___ TEXT SEGMENT

Paraguayan academic (born 1961)

David Abdón Galeano Olivera (born 18 February 1961) is a Paraguayan linguist, anthropologist, philologist, translator, and educator. He is also the president and founder of the Guarani Language and Culture Athenaeum, and one of the initiators of the Guarani version of Wikipedia. In 2017, he ventured into science communication as a columnist for the portal Ciencia del Sur.

== Early life and education ==
David Abdón Galeano Olivera was born in Asunción on 18 February 1961.

He Olivera studied at Gral. Bernardino Caballero College in Asunción in 1979. He received his bachelor's degree in Guarani at the Universidad Nacional de Asunción in 1985. He earned doctorates in the following specialties: Linguistics and Philology of Guarani (in 1998–1999), Methodology of Research (2000), University Didactics (1994–1995), and Common Linguistics (1987). At Ntra. Sra. de la Asunción Catholic University he became a Doctor of Anthropology (1988) and International Anthropology and Ethnology (1991).

== Work at university ==
Dr. Olivera is a professor at Universidad Nacional de Asunción and teaches Philosophy (philology of Guarani), Medicine, Poli-technology, Nature, and Exact Sciences. He is the head of the Anthropology, Research Methodology, Sociology and Spanish department.

______

• INSTRUCTIONS FOR THE TASK: Please carry on the biography of David Abdón Galeano Olivera from the point where it stops. The entries that come next have nothing to do with this.

___ EXERCISE DATA

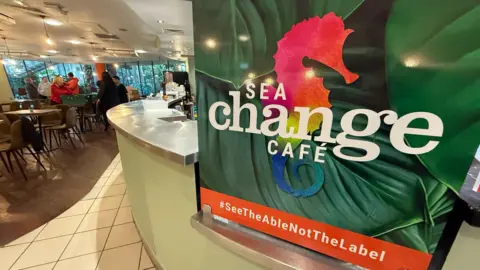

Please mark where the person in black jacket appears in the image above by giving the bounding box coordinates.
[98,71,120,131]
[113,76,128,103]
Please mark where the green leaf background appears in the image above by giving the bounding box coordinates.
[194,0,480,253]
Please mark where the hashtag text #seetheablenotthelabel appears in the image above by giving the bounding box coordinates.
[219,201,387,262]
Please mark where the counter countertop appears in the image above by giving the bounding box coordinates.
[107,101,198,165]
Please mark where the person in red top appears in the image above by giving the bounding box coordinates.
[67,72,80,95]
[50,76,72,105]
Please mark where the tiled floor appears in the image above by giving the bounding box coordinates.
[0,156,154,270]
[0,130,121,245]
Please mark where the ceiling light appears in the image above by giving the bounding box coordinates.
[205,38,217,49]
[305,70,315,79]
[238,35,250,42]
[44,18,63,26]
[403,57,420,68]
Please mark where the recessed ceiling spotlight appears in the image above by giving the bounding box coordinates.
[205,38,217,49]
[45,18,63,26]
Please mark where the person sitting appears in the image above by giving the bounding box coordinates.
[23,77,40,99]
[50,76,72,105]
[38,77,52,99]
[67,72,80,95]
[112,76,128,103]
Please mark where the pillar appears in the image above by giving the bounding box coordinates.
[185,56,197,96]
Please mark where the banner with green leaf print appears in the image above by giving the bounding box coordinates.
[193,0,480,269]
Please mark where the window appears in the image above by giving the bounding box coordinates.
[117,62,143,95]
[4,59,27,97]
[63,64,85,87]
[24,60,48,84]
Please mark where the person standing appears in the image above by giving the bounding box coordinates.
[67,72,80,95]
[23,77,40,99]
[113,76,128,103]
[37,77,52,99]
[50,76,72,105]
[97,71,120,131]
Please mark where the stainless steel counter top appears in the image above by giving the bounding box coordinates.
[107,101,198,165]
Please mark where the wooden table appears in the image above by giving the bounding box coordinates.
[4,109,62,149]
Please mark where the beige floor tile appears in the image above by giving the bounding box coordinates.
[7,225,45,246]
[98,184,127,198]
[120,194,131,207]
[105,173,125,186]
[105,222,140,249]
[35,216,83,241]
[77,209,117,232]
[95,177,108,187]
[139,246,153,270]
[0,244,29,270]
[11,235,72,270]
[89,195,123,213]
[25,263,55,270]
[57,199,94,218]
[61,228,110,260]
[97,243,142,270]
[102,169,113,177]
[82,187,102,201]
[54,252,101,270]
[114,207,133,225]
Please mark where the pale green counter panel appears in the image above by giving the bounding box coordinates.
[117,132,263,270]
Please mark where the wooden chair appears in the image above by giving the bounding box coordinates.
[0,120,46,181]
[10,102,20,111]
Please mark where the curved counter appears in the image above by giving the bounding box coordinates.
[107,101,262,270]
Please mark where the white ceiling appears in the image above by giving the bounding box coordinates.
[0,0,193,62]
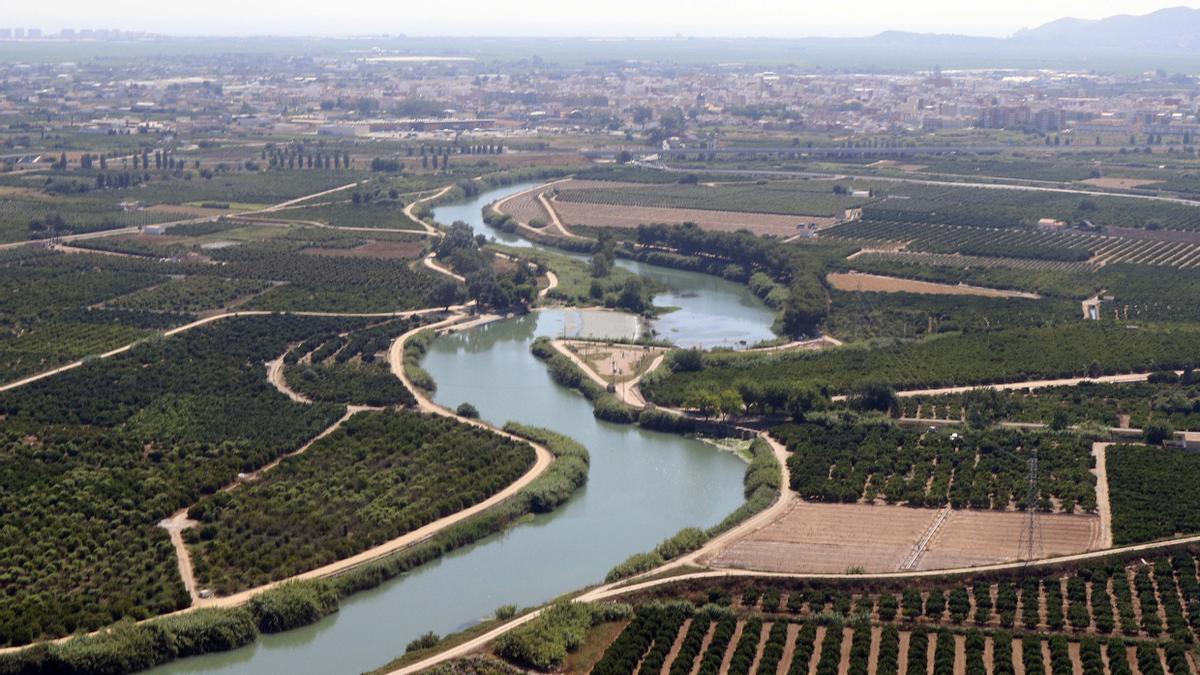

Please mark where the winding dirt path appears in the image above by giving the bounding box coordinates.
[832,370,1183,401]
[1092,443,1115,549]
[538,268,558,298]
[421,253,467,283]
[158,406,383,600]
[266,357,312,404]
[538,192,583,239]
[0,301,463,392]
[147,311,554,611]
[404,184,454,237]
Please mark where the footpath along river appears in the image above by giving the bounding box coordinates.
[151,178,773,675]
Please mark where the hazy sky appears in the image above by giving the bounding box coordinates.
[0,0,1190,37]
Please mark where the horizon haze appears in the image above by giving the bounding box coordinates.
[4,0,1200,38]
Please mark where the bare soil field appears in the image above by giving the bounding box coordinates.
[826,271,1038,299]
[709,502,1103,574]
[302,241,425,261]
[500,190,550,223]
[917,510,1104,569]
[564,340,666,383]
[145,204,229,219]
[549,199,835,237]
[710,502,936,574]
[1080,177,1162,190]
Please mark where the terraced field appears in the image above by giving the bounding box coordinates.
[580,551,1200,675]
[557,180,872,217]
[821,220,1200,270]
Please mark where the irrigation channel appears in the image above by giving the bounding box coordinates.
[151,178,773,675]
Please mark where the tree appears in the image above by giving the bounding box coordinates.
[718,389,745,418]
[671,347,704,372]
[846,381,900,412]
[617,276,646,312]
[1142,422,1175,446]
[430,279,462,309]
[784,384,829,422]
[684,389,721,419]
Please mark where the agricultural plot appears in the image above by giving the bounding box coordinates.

______

• EXERCISE ANSWER:
== Guarani language ==
Dr. Olivera founded the Lyceum of Guarani Language and Culture (Ateneo de Lengua y Cultura Guarani) in 1985 and has been its president since then. He is also a Grammar, Literature, Didactics and Culture professor at the lyceum. Dr. Olivera is an activist for the propagation of the Guarani language and culture, and he organizes various cultural events, conferences, seminars, and forums about Guarani in Paraguay. He is a member of various government and UN commissions on Paraguayan culture. Dr. Olivera is also the author of numerous books on Guarani and Paraguayan culture. Dr. Olivera has won various national and international prizes as a result of his work.

==Bibliography==
- Mbo’ehao arapapaha Guarani ha España ñe’ême - Calendario Escolar Bilingüe (1988)
- Jakavere ypykue (15 káso ñemombe’u) (1989)
- Guarani Rayhupápe mbohapyha (1995)
- Guarani Rayhupápe irundyha (1995)
- Differencias gramaticales entre el Guarani y el Castellano: estudio contrastivo, y su incidencia en la educación (1999)
- Káso Ñemombe’u (1999)
- Antropología – Avakuaaty (2002)
- Guarani Ñe’êkuaaty – Lingüística (en) Guarani (2002)
- Sentimientos - Temiandu Pytu (2002)
- Pukarâmeme (2007)
- Pukarântevoi (2007)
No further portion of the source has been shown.